#### [GIVEN TASK 1]
In the chapel history, who designed the current chapel?

#### [SOURCE DOCUMENT]
◇ ◇ ◇
History of Chapel of the Venerable Bede, Coral Gables FL

The Episcopal Church Center has been a part of the University of Miami since 1953. Our current chapel was constructed from 1958-1960 and was designed by Marion Manley, the first woman architect in the State of Florida. The UM/Canterbury Preschool, located on our site, serves the children of UM faculty, employees, and students.

As an Episcopal Chapel, the center of our worship life is the celebration of the Eucharist (communion). The flow of our service is very similar to what one would find in a Roman Catholic or a Lutheran Church. The mission of the Chapel is to serve the University of Miami community. A small local congregation also worships at the Chapel. Typically, our local folks worship here on Sunday mornings (8AM & 10AM) and students worship here on Sunday nights (6PM). However, students are welcome whenever they wish to come.

The Episcopal Church is a part of the worldwide Anglican Communion. Our roots are in The Church of England. While our history is complex, a good summary of where we fit within wider Christianity would be to say that our expression of Christianity is Catholic, Protestant, and Celtic. Christianity came to Great Britain very early, perhaps as early as the Second Century AD. As the Roman Empire faced mounting threats from many quarters, they found that their armies were too thinly spread out. Abandoning Great Britain happened early in the process of retrenchment of Roman forces. Christianity in Britain and Ireland developed largely independently of Christianity on the Continent. In 597, when Pope Gregory the Great sent St. Augustine to Christianize the Britons, Augustine was surprised to find that there were already Christians there. Beginning with Augustine's tenure as the first Archbishop of Canterbury, a sometimes tense amalgamation of Roman and indigenous Celtic Christian traditions took place over several centuries. For example, Celtic priests were married, sometimes women were in charge of mixed monasteries of men and women, etc. In time Roman ways prevailed, but since the Sixteenth Century Reformation the Church in England was free once again to find its own way. We've had married priests since the 1540's, and we've had women priests since the 1970's. Anglicans have been worshiping in English since the 1540's. Scripture, Tradition, and Reason are the three pillars that uphold our faith.
◇ ◇ ◇
#### [SUPPLIED ENTRIES]
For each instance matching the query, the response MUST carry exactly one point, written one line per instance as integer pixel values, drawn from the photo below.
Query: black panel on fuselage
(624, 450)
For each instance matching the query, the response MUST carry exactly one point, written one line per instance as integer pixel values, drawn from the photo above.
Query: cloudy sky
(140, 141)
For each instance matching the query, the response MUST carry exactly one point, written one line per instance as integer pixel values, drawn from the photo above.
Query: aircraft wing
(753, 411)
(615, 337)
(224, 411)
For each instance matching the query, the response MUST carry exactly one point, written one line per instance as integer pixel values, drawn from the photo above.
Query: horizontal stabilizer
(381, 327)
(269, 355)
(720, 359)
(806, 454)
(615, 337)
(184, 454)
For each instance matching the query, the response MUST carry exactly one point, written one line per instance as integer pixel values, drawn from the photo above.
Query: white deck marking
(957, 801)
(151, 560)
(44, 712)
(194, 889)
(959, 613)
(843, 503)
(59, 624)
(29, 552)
◇ ◇ ◇
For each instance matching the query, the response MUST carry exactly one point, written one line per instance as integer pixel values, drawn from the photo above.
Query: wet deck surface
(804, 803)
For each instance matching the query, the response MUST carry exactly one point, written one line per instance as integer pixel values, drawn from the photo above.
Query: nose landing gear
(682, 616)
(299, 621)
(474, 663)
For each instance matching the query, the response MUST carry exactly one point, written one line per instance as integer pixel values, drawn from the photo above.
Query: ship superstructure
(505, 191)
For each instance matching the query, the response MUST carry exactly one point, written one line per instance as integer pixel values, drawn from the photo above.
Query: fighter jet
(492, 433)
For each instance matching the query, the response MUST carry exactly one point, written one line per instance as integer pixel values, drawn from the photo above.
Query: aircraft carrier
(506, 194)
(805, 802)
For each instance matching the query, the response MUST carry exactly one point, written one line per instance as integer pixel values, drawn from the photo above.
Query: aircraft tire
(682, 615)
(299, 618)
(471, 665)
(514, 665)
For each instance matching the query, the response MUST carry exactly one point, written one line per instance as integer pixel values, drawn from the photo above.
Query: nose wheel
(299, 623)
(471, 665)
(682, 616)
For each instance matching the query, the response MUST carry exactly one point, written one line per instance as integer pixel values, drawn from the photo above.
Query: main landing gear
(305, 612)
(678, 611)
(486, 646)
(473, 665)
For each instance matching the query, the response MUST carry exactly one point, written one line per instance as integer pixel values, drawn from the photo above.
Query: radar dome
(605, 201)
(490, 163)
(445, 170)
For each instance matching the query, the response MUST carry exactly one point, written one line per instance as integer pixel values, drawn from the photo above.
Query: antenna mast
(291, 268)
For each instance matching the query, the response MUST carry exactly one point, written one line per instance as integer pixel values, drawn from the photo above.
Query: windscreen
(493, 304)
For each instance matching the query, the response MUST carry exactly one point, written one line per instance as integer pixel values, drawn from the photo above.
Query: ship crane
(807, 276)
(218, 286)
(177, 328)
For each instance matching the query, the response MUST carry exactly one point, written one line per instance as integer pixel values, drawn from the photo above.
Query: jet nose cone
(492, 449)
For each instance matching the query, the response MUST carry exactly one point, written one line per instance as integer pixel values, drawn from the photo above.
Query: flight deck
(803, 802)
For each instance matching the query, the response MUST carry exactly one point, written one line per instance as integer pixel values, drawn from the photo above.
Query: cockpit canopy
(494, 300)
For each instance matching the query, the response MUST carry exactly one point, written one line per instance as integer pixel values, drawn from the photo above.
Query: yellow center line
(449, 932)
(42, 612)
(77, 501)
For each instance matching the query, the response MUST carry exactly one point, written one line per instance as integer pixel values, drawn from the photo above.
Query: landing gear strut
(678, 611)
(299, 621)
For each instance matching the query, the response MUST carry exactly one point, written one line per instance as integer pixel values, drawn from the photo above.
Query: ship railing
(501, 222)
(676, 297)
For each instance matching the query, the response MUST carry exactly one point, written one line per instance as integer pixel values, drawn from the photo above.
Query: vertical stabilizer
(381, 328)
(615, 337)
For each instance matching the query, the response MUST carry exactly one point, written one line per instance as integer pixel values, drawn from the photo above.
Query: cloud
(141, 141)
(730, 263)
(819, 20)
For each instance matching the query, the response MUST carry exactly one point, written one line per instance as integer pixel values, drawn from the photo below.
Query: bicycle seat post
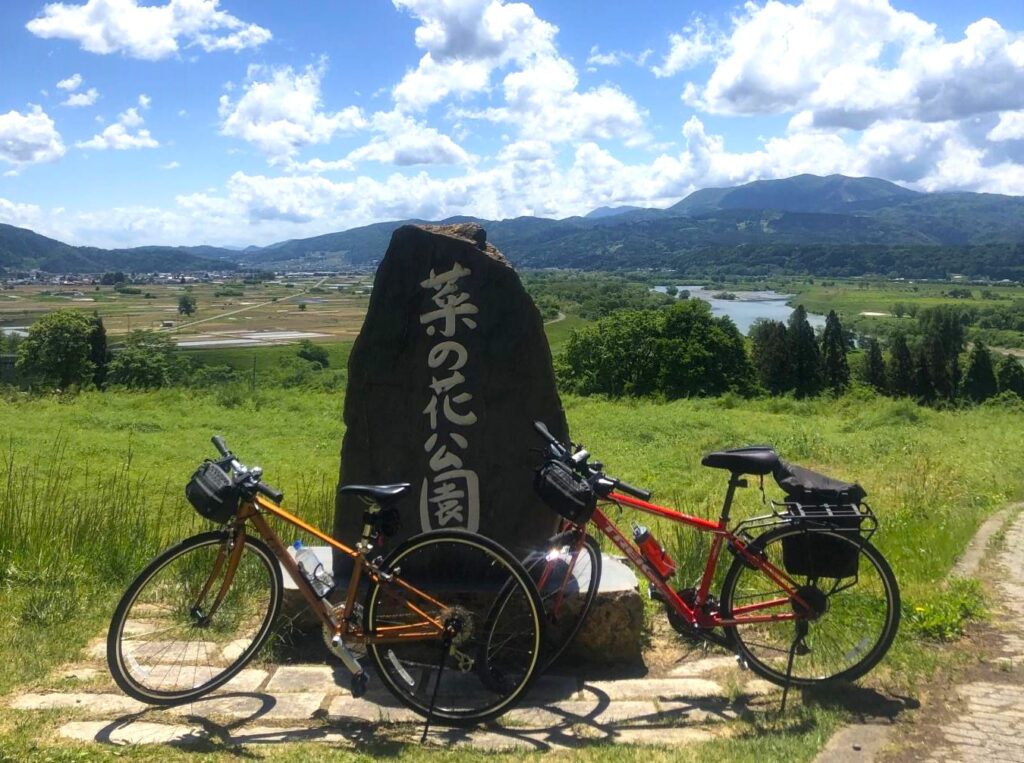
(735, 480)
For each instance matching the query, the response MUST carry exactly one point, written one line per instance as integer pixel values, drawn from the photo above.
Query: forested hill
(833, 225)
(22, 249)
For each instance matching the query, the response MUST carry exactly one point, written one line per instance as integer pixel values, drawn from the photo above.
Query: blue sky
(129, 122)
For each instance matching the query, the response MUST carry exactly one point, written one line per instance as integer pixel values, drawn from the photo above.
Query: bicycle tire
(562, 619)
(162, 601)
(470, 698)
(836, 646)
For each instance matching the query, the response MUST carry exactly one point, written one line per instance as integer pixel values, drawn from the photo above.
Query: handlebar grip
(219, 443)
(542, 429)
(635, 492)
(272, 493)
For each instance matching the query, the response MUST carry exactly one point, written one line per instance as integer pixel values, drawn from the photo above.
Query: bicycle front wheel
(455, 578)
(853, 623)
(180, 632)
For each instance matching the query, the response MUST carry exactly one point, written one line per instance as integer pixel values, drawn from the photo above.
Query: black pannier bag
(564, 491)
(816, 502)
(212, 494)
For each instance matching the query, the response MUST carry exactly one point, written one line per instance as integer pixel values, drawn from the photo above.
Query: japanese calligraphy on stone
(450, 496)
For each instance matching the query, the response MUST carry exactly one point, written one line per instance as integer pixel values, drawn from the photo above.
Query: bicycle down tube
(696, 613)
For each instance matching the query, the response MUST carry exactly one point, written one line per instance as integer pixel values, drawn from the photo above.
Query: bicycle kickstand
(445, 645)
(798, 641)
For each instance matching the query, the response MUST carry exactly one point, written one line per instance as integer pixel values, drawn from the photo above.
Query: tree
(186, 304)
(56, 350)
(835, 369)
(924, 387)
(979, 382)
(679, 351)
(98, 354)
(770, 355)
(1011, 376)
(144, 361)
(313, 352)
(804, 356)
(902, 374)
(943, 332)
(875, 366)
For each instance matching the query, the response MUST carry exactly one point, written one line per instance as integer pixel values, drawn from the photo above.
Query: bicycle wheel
◇ ◇ ◇
#### [GIVEN TASK 2]
How many lines in the records above contain the string "landing"? Case counts. Reply with the number only.

#### [ANSWER 1]
Marion Manley, the first woman architect in the State of Florida.

#### [ANSWER 2]
3